▶ Task brief: The listing below holds a line with "Target: white t-shirt" and a later line with "Exercise. Put one marker on every instance of the drum rim". Write out those two lines and every line between them, exactly, and nothing else.

● ● ● ● ● ● ●

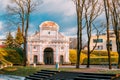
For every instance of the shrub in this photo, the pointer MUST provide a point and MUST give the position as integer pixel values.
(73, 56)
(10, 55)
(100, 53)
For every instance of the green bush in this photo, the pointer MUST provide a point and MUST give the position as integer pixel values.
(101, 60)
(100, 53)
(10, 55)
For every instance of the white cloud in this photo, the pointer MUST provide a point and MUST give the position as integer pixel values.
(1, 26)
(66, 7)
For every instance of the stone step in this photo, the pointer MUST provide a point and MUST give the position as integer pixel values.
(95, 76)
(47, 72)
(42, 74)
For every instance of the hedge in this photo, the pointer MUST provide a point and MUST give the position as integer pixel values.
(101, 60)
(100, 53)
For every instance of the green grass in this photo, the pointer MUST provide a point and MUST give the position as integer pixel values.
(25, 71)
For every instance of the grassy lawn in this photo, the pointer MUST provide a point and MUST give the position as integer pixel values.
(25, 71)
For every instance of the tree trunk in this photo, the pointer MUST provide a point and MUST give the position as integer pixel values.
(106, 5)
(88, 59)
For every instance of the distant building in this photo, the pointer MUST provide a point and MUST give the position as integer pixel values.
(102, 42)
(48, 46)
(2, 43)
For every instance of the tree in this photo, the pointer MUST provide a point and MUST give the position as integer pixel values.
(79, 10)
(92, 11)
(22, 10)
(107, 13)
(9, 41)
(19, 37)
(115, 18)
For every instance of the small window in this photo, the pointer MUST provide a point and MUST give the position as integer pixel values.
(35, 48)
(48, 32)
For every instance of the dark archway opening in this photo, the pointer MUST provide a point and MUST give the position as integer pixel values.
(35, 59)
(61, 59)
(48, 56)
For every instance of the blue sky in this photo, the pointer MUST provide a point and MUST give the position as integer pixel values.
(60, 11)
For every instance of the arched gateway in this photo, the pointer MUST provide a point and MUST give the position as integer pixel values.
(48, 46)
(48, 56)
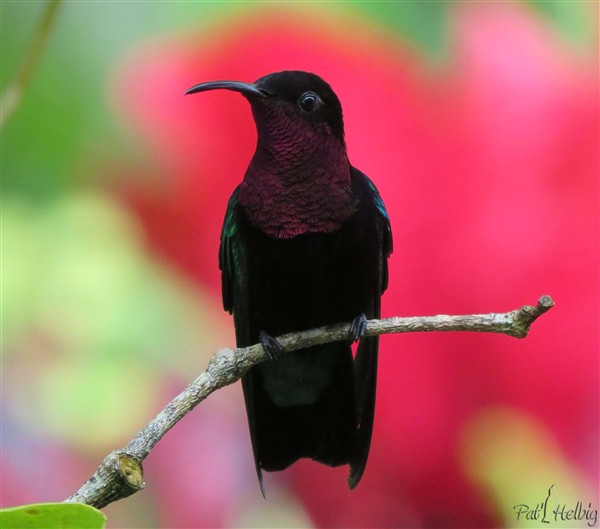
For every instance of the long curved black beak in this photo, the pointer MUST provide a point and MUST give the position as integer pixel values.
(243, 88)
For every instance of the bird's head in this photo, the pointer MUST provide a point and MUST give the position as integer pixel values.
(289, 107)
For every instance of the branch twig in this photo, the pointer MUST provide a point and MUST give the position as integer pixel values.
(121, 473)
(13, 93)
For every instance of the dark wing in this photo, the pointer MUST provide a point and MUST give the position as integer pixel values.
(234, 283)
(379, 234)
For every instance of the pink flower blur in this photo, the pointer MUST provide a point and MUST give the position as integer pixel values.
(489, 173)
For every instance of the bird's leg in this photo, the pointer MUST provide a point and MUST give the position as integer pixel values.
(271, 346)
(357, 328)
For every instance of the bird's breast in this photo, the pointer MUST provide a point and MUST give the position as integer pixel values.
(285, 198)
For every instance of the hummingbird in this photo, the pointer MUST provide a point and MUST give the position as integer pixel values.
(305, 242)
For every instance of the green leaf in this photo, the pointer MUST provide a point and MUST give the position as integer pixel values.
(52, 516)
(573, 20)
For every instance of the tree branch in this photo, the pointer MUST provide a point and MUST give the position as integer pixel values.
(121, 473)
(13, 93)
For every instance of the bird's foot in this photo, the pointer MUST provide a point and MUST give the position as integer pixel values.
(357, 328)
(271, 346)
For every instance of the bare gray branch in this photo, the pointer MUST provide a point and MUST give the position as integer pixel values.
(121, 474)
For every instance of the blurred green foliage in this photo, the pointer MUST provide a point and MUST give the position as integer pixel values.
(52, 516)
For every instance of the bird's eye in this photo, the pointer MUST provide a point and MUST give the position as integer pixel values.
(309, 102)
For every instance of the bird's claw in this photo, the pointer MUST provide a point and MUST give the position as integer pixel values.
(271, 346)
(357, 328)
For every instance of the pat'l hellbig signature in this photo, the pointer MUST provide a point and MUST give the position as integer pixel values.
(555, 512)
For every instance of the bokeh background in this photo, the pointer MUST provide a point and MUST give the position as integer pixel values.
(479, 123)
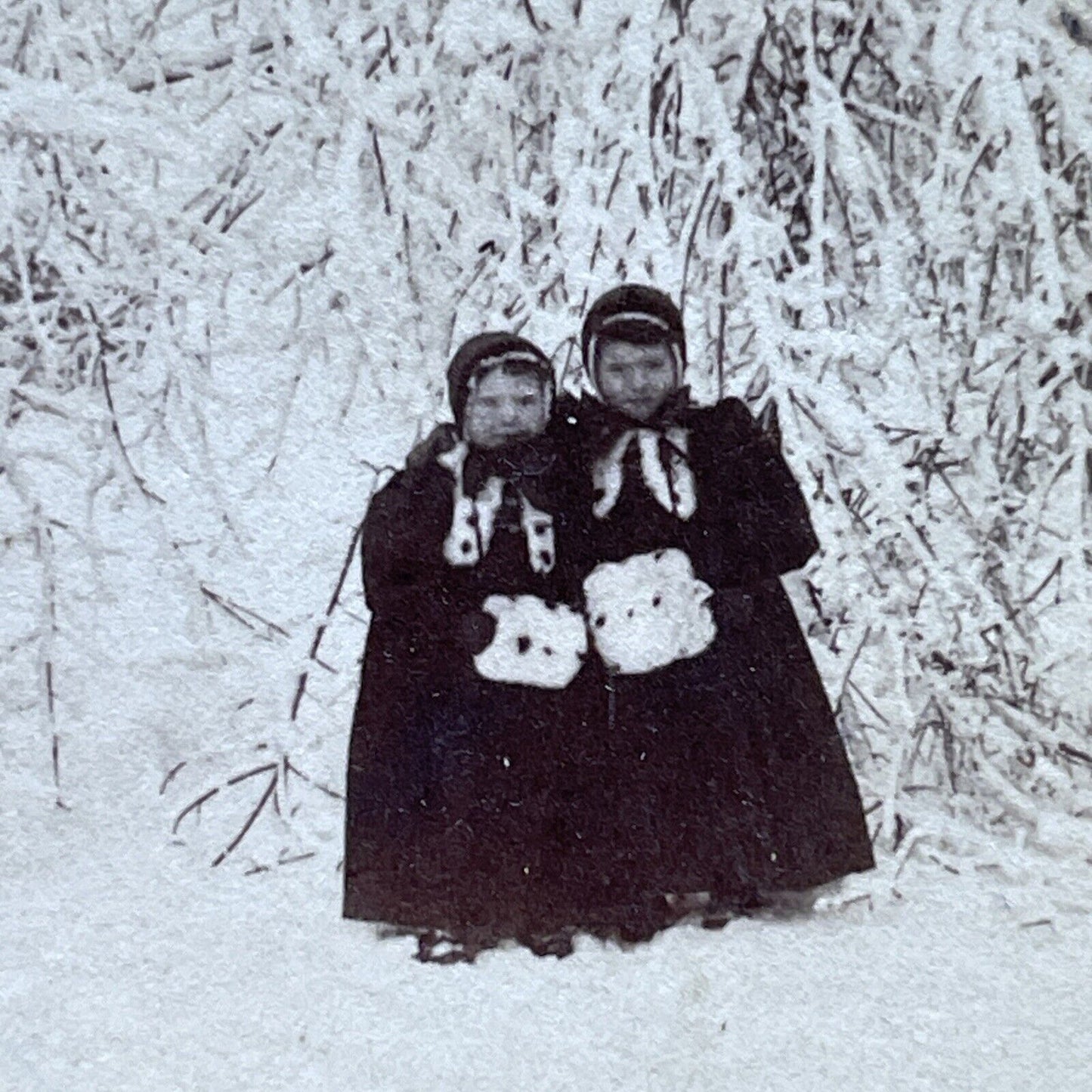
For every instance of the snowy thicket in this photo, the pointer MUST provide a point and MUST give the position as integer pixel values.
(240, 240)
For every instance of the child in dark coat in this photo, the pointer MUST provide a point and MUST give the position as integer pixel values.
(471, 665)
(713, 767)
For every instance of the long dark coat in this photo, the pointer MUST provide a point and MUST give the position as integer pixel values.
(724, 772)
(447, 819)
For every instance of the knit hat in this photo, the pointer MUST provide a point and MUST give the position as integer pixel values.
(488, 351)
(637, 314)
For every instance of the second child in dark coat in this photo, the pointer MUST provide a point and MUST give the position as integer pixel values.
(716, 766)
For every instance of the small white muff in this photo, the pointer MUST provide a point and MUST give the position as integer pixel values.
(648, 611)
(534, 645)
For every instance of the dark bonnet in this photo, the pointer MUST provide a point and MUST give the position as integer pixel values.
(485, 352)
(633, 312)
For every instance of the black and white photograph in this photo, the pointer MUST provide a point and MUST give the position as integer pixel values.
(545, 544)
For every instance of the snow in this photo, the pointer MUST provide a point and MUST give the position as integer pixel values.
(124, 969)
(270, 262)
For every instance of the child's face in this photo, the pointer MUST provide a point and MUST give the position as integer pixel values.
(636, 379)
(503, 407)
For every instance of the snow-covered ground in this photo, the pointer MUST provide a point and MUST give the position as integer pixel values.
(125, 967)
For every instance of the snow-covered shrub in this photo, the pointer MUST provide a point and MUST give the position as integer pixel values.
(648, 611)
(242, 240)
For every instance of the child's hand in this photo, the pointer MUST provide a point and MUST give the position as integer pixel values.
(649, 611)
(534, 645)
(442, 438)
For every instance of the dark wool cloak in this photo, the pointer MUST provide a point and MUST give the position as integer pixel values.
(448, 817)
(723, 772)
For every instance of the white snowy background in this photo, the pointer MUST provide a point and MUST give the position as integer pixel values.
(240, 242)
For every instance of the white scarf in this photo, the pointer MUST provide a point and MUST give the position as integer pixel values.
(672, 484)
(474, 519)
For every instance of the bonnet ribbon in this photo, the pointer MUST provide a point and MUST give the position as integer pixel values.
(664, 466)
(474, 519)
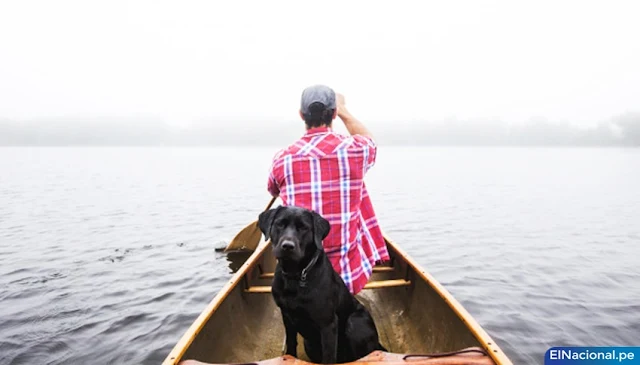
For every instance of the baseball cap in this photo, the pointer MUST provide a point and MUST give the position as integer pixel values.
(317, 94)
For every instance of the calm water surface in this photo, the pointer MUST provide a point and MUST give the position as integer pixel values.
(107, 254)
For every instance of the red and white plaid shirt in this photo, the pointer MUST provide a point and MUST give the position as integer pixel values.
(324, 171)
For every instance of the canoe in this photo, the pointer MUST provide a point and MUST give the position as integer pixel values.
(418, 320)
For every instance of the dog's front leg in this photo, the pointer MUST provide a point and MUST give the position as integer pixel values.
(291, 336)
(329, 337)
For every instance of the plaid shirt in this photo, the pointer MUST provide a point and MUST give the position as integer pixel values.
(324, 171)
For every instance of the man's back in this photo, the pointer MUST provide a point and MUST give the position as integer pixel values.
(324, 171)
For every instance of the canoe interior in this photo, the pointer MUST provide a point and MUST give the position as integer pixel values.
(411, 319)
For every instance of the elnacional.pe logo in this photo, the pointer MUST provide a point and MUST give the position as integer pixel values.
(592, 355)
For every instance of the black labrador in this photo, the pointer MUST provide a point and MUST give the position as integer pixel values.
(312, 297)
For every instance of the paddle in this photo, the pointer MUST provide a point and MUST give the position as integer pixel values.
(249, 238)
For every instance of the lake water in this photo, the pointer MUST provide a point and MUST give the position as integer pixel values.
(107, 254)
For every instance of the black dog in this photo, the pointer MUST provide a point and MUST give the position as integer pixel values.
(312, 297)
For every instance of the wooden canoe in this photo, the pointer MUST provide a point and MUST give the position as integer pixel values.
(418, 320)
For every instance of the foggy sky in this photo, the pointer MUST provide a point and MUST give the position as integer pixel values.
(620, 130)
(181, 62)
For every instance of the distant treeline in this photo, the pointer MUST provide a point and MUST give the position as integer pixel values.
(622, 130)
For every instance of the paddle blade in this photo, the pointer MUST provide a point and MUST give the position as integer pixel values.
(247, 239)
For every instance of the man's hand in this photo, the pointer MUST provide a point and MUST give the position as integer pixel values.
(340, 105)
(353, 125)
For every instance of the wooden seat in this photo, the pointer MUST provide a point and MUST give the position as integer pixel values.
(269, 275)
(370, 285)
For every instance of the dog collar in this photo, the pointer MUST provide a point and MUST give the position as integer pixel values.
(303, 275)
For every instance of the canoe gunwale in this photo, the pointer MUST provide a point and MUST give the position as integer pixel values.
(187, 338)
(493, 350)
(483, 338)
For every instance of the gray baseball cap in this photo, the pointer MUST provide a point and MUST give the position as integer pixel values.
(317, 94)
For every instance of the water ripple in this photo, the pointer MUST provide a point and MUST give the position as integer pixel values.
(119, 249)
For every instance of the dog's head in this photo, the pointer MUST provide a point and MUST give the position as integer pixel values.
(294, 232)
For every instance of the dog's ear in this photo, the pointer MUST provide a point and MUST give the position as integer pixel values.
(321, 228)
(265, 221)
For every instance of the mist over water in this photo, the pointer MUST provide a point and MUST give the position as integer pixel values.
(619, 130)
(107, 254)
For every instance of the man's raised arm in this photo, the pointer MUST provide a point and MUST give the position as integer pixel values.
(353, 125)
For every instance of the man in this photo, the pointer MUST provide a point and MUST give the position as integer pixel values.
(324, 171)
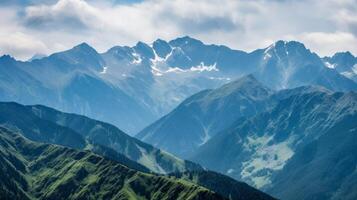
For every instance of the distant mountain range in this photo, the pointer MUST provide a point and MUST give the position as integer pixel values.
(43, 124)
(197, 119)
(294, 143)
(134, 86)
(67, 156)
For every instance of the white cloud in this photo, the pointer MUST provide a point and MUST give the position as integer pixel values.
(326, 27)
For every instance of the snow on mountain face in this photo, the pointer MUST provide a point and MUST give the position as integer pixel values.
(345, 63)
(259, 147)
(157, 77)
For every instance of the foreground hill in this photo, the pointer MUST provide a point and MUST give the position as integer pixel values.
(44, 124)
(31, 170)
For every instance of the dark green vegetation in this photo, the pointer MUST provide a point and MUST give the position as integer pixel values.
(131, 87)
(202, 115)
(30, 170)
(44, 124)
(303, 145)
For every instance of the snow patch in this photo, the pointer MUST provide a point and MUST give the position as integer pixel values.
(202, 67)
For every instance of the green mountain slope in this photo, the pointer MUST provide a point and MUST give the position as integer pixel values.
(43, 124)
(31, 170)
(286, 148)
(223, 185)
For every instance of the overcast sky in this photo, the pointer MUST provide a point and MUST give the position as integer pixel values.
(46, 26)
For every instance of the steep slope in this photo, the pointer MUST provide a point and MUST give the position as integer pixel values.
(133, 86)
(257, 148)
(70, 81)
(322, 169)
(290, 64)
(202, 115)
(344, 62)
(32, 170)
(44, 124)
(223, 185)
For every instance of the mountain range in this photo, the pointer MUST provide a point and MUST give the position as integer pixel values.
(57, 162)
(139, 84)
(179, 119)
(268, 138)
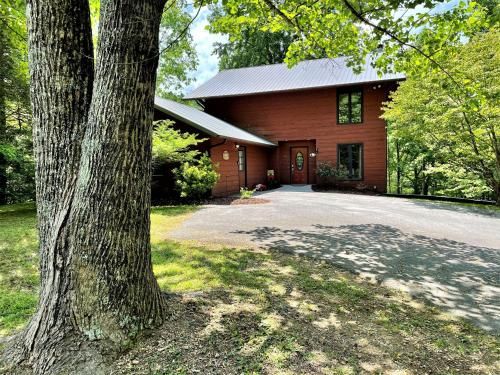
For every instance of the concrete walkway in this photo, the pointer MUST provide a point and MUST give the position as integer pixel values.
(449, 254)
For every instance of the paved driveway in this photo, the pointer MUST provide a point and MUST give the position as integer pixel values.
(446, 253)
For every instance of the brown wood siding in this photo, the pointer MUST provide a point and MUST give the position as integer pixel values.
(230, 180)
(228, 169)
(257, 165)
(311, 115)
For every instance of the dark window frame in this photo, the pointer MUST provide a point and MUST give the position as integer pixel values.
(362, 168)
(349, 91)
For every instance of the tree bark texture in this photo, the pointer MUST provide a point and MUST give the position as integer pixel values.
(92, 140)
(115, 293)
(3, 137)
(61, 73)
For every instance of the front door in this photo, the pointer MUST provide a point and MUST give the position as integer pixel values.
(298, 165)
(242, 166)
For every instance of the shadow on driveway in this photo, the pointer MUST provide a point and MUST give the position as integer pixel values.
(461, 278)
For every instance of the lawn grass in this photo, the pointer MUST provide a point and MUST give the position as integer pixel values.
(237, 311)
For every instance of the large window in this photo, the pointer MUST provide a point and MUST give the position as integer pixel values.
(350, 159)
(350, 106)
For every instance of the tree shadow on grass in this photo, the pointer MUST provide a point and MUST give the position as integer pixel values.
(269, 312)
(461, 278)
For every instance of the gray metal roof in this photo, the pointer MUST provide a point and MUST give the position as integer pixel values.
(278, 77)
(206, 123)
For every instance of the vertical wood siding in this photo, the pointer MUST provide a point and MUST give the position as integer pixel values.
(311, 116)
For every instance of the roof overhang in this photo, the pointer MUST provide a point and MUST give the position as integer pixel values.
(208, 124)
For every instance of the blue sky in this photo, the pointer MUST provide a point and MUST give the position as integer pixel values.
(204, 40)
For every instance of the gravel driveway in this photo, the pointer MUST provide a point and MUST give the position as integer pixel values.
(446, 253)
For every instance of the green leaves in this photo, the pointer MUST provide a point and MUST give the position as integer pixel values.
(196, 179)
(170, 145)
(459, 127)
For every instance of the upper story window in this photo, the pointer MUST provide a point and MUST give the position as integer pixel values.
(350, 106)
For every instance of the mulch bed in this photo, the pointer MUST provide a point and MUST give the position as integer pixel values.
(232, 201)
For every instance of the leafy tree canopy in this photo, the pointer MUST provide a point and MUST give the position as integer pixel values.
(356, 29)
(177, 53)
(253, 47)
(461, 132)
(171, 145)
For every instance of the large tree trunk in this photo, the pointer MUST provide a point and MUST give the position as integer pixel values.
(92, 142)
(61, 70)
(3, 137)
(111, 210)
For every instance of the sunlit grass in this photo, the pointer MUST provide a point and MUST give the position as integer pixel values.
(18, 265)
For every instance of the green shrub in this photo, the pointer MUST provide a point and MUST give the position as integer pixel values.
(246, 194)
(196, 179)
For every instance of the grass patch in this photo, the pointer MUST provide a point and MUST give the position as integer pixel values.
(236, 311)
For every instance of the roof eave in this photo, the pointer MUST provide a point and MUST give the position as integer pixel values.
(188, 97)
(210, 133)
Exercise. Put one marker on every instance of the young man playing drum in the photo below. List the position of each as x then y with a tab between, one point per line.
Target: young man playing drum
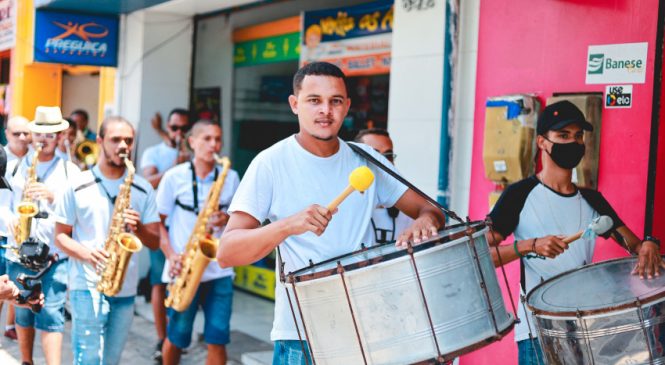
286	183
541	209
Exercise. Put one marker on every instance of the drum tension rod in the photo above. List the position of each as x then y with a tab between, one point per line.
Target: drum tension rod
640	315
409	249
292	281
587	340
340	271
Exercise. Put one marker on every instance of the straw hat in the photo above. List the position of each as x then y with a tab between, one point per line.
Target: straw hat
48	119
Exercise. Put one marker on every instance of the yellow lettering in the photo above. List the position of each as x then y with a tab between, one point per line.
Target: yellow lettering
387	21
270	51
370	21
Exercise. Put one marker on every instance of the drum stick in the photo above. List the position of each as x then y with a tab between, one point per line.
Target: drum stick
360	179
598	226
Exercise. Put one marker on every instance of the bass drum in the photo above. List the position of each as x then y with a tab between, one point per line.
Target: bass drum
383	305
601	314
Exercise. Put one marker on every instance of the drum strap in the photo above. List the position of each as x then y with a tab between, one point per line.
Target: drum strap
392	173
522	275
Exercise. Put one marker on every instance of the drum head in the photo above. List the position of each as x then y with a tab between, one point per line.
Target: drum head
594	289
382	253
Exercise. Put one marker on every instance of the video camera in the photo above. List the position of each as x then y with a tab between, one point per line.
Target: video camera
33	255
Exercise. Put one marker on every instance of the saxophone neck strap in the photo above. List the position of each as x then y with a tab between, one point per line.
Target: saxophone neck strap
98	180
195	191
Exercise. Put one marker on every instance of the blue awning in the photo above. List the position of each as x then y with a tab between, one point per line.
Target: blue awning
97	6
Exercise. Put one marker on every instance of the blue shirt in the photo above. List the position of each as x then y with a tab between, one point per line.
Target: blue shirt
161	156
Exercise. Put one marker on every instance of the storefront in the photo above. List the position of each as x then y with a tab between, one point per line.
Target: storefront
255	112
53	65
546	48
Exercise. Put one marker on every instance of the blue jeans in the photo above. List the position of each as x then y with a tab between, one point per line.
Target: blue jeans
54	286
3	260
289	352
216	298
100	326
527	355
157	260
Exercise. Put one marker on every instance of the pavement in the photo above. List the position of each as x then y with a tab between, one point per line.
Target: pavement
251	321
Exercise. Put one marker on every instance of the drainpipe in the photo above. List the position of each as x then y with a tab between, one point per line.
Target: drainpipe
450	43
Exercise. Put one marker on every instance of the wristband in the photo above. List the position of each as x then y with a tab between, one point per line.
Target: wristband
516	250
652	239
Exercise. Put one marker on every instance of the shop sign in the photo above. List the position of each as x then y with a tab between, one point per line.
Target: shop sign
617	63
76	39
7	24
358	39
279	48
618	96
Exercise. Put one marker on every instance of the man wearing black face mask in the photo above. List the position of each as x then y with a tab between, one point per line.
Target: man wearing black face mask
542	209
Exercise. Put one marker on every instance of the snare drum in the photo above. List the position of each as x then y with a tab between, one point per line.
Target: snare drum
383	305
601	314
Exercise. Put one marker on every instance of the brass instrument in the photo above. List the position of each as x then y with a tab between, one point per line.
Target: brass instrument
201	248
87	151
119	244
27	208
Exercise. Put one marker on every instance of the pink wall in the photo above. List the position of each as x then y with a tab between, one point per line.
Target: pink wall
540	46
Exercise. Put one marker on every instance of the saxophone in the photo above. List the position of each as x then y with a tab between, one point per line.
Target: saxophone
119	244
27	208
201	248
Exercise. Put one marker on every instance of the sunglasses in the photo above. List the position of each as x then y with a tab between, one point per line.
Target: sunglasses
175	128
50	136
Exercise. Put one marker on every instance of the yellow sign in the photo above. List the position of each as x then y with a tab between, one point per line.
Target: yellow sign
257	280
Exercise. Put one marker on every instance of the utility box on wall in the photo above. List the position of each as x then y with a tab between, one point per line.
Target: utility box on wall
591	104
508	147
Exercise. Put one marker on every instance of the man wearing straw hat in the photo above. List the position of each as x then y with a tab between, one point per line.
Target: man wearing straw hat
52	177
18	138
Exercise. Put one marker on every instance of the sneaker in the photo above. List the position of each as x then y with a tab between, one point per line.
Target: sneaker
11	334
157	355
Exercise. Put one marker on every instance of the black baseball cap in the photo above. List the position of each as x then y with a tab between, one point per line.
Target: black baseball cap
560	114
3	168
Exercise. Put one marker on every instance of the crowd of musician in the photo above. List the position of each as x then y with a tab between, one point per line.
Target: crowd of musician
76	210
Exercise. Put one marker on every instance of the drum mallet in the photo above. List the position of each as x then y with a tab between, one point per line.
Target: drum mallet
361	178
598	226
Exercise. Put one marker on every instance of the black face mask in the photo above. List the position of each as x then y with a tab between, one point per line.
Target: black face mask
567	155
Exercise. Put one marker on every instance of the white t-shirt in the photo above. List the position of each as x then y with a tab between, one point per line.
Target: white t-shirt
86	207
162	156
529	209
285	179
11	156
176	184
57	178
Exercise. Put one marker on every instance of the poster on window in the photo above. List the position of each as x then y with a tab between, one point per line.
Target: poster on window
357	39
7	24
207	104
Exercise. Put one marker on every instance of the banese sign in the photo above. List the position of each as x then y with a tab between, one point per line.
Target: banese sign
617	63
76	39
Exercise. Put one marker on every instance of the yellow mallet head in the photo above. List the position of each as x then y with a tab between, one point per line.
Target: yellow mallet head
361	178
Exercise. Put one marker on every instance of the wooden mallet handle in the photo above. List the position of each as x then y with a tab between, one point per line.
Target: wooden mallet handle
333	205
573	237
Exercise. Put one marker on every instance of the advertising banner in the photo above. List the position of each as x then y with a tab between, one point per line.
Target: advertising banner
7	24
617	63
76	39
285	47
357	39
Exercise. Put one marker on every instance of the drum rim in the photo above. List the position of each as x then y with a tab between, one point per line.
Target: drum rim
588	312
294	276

● ● ● ● ● ● ●

▶ Your solution:
Target: white t-shirt
86	207
162	156
529	209
285	179
11	156
176	184
57	178
Exercise. Put one marker on every instance of the poster on window in the photo above. List the position of each as x then y with a tab between, one point per line.
Target: poster on window
357	39
7	24
207	104
Exercise. Put one marker on every instance of the banese sign in the photo above. List the position of each as x then y with a tab between, one point per line.
Target: banese sign
617	63
76	39
Exercise. Put one marker on every instance of the yellow mallet head in the photo above. List the position of each as x then y with a tab between, one point per line.
Target: yellow mallet head
361	178
Exercise. Put one marker on every instance of the wooden mallet handle in the photo above. List the position of each as x then y with a tab between, one point per line.
Target: wooden mallet handle
333	205
573	237
Exercise. Put one marker on every instance of the advertising banner in the photo above. List the position of each as x then y with a tab between, one point per line.
Target: advertising banner
7	24
617	63
76	39
285	47
357	39
Exercise. Put one marker on every instance of the drum rim in the photo above. List the position of each as x then y with a tab between, one point per line.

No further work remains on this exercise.